PAGE EXTRACT.
=== Begin Enclosure ===

Kisumu Homeowners Turn Their Idle Bungalows Into Airbnb Lodges

Tiana Court in Milimani, Kisumu
Tiana Court in Milimani, Kisumu. PHOTO | ONDARI OGEGA | NMG 

Homeowners in Kisumu are opening their old, rarely used houses in Milimani and Riat Hills suburbs to travellers visiting the lakeside city.

Most of the bungalows were built in the 80s or 90s on expansive compounds in the leafy neighbourhoods of Milimani which was a preserve of the rich .

Some owners are moving out to new areas, refurbishing the old bungalows and renting them out to tourists and organisers of work retreats.

The homes built on nearly one-acre can accommodate up to 15 guests and are located near tourist sites such as Lake Victoria, Kisumu Museum, Impala Park among others.

Lilian Atieno, the proprietor of Tiana Court Milimani, renovated her bungalow which was built in the 70s to accommodate up to 12 guests. The house now has five bathrooms, a large kitchen as well as modern furniture in the living and dining room. The rooms have WiFi and the guests share the kitchen, dining area and the lounge section.


“We offer bed and breakfast at Sh4,000. A cook or a housekeeper attract extra charges,” she says.

=== End Enclosure ===

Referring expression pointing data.

=== Begin Enclosure ===

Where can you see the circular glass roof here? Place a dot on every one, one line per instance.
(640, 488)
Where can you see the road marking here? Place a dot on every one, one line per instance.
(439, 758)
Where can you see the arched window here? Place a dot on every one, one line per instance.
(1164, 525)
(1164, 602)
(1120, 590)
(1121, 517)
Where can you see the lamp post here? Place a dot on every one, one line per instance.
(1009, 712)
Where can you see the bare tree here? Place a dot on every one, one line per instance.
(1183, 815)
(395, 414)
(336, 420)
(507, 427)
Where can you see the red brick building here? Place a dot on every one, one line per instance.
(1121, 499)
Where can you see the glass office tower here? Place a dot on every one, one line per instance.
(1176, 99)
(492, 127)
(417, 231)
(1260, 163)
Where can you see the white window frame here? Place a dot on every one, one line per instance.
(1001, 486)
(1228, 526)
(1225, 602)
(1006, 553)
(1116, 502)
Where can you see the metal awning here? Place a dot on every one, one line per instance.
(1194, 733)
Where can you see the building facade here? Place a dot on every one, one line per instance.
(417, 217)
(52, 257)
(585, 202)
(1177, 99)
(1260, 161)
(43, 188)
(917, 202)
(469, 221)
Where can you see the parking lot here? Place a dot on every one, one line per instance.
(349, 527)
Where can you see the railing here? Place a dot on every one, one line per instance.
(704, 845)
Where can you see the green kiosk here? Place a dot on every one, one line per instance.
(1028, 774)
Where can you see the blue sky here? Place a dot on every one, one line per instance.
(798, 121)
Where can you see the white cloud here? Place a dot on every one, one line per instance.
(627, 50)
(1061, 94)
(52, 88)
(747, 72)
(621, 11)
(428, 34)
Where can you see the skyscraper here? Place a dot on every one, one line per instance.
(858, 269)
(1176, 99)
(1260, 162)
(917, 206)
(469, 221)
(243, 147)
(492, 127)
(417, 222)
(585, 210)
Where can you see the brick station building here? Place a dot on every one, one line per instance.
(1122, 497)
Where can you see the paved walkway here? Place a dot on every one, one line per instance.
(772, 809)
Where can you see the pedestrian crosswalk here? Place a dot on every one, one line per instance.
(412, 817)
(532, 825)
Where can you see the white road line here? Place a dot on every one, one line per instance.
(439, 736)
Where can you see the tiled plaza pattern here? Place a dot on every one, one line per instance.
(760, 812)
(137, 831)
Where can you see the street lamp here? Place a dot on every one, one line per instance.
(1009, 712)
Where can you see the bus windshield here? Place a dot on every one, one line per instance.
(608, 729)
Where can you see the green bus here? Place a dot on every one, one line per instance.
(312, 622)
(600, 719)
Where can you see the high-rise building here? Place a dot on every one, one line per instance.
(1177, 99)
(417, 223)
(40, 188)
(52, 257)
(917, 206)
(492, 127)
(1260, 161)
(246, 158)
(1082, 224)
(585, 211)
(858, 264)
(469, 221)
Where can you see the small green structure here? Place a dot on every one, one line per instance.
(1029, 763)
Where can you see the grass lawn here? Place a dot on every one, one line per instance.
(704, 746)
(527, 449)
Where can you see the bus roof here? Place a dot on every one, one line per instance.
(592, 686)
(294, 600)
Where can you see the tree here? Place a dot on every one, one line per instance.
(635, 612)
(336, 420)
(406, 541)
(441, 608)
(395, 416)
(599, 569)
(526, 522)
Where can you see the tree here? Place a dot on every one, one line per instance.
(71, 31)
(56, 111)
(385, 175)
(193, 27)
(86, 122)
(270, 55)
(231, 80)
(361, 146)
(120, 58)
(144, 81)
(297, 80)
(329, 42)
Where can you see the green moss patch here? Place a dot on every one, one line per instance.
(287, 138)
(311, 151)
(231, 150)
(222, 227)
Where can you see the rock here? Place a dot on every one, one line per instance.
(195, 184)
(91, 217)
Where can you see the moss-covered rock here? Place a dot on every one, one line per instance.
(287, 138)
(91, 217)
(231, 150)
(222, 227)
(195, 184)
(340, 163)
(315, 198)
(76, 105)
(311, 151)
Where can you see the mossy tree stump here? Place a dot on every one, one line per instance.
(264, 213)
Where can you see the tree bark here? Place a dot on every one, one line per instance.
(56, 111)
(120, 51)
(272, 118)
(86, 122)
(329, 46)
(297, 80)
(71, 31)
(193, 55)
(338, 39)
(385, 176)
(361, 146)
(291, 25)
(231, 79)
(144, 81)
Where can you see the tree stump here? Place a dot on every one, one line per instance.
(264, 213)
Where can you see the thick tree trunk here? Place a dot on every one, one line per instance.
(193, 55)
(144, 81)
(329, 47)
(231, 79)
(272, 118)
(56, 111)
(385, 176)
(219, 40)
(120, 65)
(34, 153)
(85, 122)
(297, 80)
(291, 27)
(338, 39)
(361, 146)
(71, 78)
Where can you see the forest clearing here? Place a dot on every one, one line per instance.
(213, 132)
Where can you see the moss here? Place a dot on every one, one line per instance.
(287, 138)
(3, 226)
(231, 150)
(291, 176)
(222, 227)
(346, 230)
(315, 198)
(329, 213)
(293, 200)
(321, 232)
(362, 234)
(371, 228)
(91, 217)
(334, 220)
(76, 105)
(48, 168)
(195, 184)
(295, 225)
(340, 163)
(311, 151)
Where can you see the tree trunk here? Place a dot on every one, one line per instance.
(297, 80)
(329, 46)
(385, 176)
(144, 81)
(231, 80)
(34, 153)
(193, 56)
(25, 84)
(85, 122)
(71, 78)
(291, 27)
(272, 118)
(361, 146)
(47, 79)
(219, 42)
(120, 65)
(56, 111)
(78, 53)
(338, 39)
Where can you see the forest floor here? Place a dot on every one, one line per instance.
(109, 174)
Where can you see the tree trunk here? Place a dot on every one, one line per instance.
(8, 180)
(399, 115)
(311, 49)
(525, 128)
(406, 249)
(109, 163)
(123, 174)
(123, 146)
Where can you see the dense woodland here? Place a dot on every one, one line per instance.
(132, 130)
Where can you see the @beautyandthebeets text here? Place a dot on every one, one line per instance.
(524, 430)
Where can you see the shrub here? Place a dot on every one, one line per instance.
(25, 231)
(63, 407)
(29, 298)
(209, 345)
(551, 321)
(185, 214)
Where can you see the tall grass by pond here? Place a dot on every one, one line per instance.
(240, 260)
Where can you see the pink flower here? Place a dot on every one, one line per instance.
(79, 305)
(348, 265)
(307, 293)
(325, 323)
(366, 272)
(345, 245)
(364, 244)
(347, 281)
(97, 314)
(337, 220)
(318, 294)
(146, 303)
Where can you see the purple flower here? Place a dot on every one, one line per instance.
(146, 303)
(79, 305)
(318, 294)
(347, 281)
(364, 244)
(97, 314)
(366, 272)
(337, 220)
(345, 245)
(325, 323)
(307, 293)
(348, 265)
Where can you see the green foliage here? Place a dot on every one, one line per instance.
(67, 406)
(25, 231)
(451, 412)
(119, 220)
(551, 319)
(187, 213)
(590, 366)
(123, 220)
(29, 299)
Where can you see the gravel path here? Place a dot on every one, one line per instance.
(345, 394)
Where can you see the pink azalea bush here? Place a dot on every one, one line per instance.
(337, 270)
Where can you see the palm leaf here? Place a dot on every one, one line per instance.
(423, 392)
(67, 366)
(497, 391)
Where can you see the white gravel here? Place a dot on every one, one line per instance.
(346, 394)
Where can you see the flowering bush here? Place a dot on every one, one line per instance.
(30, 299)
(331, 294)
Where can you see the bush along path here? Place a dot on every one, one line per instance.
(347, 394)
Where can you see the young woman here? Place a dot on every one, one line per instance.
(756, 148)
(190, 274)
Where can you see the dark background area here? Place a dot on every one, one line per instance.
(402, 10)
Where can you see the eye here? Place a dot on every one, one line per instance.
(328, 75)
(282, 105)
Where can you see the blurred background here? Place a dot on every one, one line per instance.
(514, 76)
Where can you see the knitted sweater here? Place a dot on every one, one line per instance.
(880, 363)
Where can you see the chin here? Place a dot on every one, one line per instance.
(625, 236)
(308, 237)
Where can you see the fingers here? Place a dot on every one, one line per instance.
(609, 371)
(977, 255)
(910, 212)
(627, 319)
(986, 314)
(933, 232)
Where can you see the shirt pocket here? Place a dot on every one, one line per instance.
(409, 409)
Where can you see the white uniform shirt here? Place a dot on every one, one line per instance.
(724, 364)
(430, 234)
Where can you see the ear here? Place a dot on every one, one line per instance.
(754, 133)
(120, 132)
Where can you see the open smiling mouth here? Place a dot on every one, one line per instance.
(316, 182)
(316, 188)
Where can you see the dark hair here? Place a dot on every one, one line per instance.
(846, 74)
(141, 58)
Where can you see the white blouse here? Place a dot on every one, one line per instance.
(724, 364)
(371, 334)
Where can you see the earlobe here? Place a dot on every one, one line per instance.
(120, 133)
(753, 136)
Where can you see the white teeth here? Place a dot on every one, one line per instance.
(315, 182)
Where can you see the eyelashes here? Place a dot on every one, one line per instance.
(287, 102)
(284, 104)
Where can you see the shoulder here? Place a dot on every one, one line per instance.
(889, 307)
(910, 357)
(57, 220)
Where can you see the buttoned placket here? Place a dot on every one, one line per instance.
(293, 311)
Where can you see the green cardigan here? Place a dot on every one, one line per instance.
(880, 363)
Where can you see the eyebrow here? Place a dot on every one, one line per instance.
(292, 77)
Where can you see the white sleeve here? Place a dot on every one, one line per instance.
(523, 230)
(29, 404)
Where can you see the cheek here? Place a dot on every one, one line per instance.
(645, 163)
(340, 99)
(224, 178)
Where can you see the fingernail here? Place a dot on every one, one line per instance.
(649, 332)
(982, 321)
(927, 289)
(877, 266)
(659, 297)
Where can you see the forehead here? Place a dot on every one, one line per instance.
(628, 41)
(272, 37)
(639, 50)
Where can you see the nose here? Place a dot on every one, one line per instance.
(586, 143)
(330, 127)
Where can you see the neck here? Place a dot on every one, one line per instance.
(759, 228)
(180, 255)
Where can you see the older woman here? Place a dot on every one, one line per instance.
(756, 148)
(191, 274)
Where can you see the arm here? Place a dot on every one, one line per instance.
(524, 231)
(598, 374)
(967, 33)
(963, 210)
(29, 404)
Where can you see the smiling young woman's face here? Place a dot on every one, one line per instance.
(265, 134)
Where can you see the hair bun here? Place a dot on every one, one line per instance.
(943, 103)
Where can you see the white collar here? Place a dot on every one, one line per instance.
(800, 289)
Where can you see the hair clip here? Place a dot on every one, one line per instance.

=== End Enclosure ===

ACTIONS TO TAKE.
[A] Copy the part of the Kisumu lodges article that opens with the words containing "Some owners are" and closes with "Park among others.".
[B] Please pick up the Kisumu lodges article after its last sentence and keep writing.
The entries were taken from a different source.

ANSWERS TO THE TASKS.
[A]
Some owners are moving out to new areas, refurbishing the old bungalows and renting them out to tourists and organisers of work retreats.

The homes built on nearly one-acre can accommodate up to 15 guests and are located near tourist sites such as Lake Victoria, Kisumu Museum, Impala Park among others.

[B]
There is a beautiful garden on over half an acre piece of land. ‘‘Ordinarily, the garden is used as a playground for children of visitors who come here,” added Mrs Atieno.

List on Airbnb

A number of homeowners have listed their properties on Airbnb, the online marketplace for people to lease or rent short-term lodging, among other sites.

In Kenya, some of the most popular Airbnb listed homes are in Nairobi’s Karen, Upperhill , Spring Valley estates, Naivasha, Watamu and Lamu.

Last year, Kenyan property listings on vacation rental site Airbnb jumped 57 per cent to 5,900 in the year to September, reflecting the site’s growing popularity. .

Unlike hotels which have strict, the home-stay have flexible check-in /check out times.

The emergence of the home-stay model in the upmarket neighbourhoods of Kisumu has changed the dynamics of the hospitality industry which was for a long patronised by Imperial Hotel and government-owned Sunset Hotel.

Other facilities such as Acacia Premier Hotel, Grand Royal Swiss, Sovereign, Le Savana and Royal Swiss hotel are some of the hotels which are thriving and play host to a number of guests.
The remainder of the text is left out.